• TASK PROMPT: Identify every line in the material below that contains the word "vegetation", and reproduce each such line in full.

• THE RECORDS:
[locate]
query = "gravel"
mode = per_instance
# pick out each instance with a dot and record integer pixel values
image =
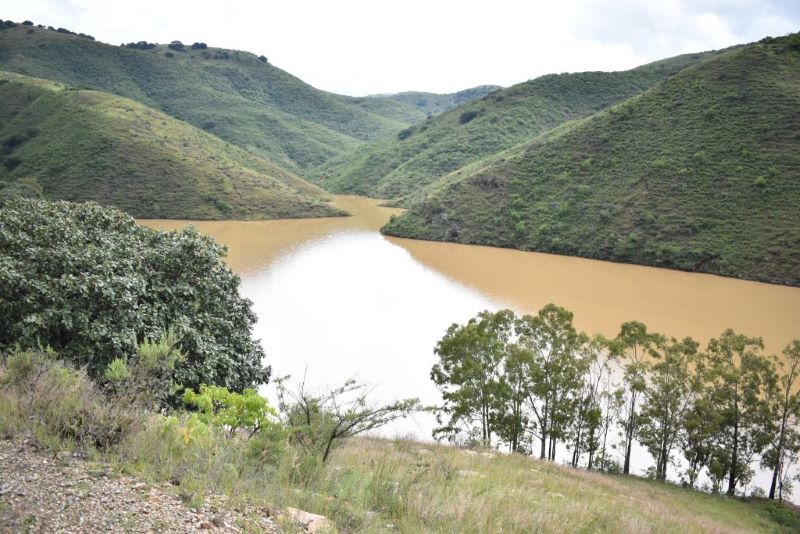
(45, 492)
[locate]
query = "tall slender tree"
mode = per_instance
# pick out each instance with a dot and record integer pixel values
(588, 418)
(667, 399)
(784, 409)
(468, 374)
(738, 377)
(552, 345)
(633, 345)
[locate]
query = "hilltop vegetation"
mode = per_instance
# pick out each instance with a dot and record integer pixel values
(700, 173)
(425, 104)
(87, 145)
(235, 95)
(425, 152)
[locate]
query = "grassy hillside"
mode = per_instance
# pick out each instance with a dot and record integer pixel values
(367, 485)
(232, 94)
(419, 105)
(425, 152)
(87, 145)
(701, 173)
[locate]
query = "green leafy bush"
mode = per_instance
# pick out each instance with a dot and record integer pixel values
(59, 405)
(94, 285)
(217, 406)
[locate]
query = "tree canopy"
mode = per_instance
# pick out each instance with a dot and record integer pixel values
(92, 284)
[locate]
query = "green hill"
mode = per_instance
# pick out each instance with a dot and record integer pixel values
(235, 95)
(701, 173)
(416, 106)
(425, 152)
(88, 145)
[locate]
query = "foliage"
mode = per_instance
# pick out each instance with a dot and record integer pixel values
(84, 145)
(667, 400)
(633, 344)
(256, 106)
(149, 379)
(738, 380)
(664, 178)
(93, 284)
(452, 140)
(469, 374)
(319, 423)
(217, 406)
(57, 405)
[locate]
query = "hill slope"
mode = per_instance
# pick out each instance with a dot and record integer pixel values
(87, 145)
(234, 95)
(425, 152)
(419, 105)
(700, 173)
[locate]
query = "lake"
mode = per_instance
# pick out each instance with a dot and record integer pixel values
(336, 299)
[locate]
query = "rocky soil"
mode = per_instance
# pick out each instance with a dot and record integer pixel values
(45, 492)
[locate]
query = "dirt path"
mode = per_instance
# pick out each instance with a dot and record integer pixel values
(43, 492)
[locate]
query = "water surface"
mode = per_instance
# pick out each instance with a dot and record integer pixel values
(335, 298)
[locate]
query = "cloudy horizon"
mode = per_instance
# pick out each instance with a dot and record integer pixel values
(359, 47)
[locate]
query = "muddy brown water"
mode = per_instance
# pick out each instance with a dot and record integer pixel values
(601, 294)
(336, 299)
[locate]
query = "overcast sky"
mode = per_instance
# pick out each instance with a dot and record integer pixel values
(359, 47)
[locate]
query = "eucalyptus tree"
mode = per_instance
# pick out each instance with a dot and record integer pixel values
(633, 345)
(556, 368)
(589, 415)
(784, 407)
(668, 398)
(468, 374)
(700, 426)
(513, 387)
(738, 381)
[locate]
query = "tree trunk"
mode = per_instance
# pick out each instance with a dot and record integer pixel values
(544, 428)
(626, 469)
(774, 481)
(734, 461)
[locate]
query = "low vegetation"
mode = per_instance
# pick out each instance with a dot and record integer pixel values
(416, 106)
(367, 485)
(133, 347)
(699, 173)
(86, 145)
(535, 382)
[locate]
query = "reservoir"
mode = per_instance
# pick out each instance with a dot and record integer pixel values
(336, 299)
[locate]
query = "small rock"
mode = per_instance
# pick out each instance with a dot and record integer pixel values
(311, 522)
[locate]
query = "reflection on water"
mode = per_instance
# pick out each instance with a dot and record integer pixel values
(334, 296)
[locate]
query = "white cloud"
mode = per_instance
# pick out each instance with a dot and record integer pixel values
(361, 47)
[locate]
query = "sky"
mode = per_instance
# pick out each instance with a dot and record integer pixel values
(360, 47)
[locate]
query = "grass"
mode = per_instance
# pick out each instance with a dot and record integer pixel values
(700, 173)
(88, 145)
(370, 484)
(422, 154)
(416, 106)
(230, 93)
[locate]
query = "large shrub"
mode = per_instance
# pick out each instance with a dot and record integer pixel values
(91, 283)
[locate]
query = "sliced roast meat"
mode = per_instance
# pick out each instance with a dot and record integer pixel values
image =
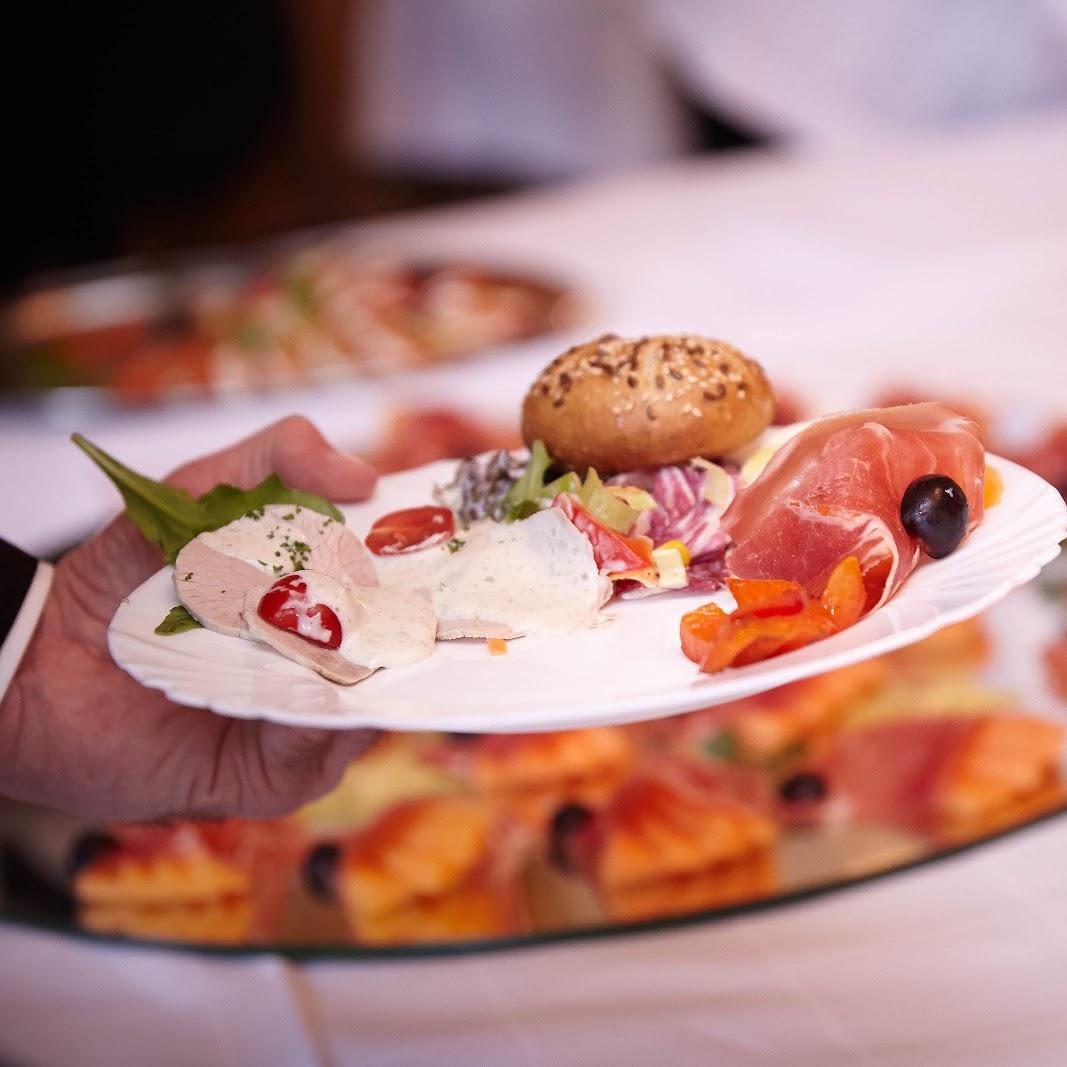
(212, 587)
(325, 662)
(283, 538)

• OUTPUT OF THE EXERCISE:
query = "hilltop vegetation"
query = "low vegetation"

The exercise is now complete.